**Your goal**
Repeat all of the records word for word, but skip any picture.

● ● ● ● ●

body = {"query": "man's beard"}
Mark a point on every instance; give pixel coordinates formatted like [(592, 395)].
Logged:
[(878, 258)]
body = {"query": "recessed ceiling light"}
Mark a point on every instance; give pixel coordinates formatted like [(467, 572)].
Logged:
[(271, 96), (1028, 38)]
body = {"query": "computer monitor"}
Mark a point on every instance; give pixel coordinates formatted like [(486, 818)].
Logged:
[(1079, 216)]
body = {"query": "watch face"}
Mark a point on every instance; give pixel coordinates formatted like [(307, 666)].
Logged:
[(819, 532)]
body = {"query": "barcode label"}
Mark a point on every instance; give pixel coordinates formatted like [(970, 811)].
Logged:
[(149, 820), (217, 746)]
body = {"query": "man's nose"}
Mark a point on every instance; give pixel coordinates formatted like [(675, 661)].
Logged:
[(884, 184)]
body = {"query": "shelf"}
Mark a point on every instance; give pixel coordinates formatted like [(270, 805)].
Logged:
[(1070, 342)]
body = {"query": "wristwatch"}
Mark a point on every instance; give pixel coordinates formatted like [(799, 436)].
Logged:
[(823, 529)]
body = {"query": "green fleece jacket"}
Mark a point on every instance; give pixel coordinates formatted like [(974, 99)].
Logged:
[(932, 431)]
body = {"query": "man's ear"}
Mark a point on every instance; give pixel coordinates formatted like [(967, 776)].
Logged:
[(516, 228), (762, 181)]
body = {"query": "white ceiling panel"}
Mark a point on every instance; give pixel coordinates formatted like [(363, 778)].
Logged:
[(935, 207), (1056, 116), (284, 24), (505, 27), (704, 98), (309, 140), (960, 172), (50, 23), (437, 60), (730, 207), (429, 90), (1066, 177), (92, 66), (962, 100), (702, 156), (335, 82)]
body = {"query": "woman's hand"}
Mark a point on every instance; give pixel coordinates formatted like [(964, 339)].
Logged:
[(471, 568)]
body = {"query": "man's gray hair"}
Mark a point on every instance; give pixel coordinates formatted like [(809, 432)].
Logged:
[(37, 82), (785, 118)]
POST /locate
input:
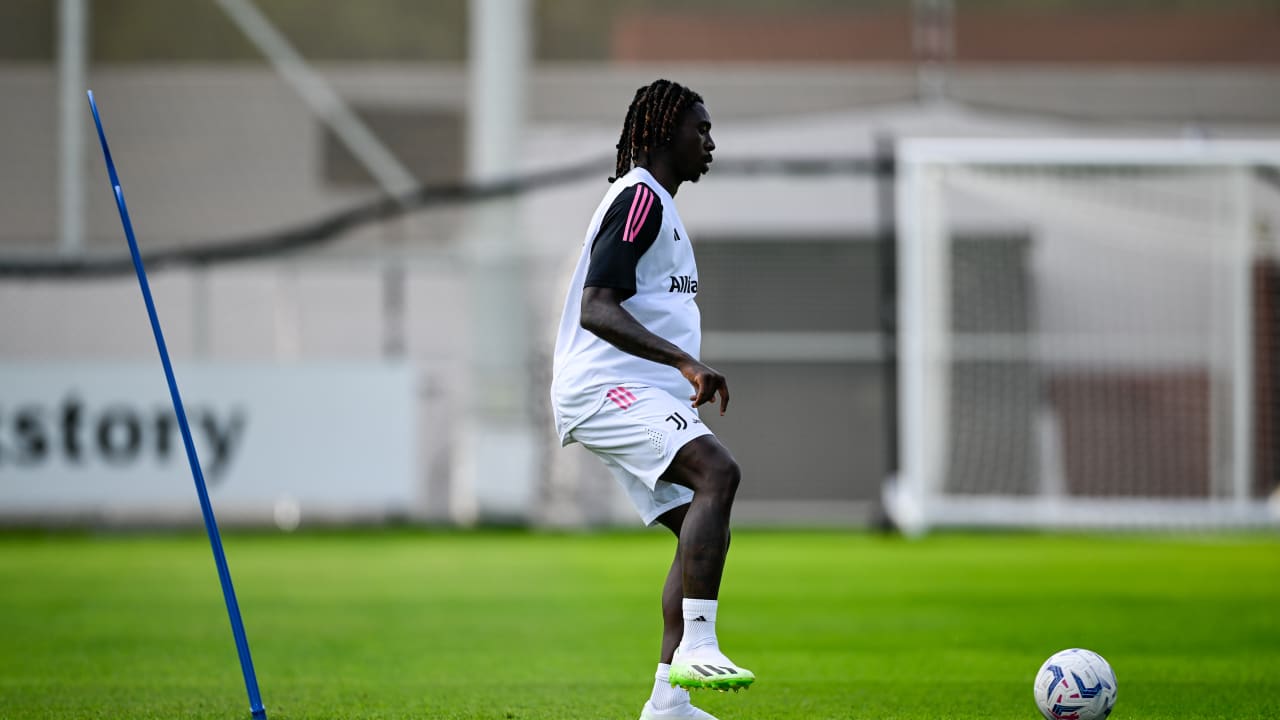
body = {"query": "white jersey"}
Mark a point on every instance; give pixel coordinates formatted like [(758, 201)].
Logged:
[(635, 242)]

● ● ● ● ●

**Task response**
body = {"query": "man's beard"}
Mark a point on every instance; give pixel coordinates formatted like [(592, 395)].
Logged:
[(878, 258)]
body = {"query": "recessed ceiling light"}
Mark a point on every instance; give pixel coordinates formatted like [(467, 572)].
Logged:
[(271, 96), (1028, 38)]
body = {"query": "computer monitor"}
Mark a point on every instance; give pixel coordinates formatted like [(486, 818)].
Logged:
[(1079, 216)]
body = {"query": "watch face"}
Mark a point on every instance; give pixel coordinates formatted like [(307, 666)].
Logged:
[(819, 532)]
body = {"query": "barcode label"}
Mark a point on every instance; give pixel coordinates formatted like [(970, 811)].
Logged:
[(149, 820), (217, 746)]
body = {"query": "man's nose"}
Mark a point on every instance; give pixel coordinates formatted like [(675, 661)].
Logged:
[(884, 184)]
body = {"query": "shelf"}
Mark a point on every instance; give pixel coordinates formatted like [(270, 805)].
Logged:
[(1070, 342)]
body = {"query": "wristwatch"}
Mark a point on every instance; give pixel coordinates formatted like [(799, 436)].
Logged:
[(823, 529)]
body = {"query": "green fleece jacket"}
Mark a point on every instance; give pixel coordinates formatted like [(974, 99)].
Logged:
[(932, 431)]
body = {"query": "man's ear"}
Mark a point on every instance; give pixel coordinates formatted like [(967, 776)].
Logged:
[(516, 228), (762, 181)]
body = {"query": "white ceiling panel"}
Mark a point on every instance; give pixel coordinates formatted like [(363, 778)].
Logged:
[(935, 207), (1056, 116), (284, 24), (505, 27), (704, 98), (309, 140), (960, 172), (50, 23), (437, 60), (730, 207), (429, 90), (1066, 177), (92, 66), (962, 100), (702, 156), (335, 82)]
body = {"query": "woman's hand"}
Mark a point on every instance; give pixel coordinates formatted like [(964, 339)].
Logged:
[(471, 568)]
body = {"query": "man's gray hair"}
Mark a point on every instance; give pixel coordinates formatted like [(809, 432)].
Logged:
[(37, 82), (785, 118)]
POST /locate
input:
body = {"query": "white jersey"}
Mark a point on every instance; give pixel coordinates formatted like [(758, 201)].
Logged:
[(635, 242)]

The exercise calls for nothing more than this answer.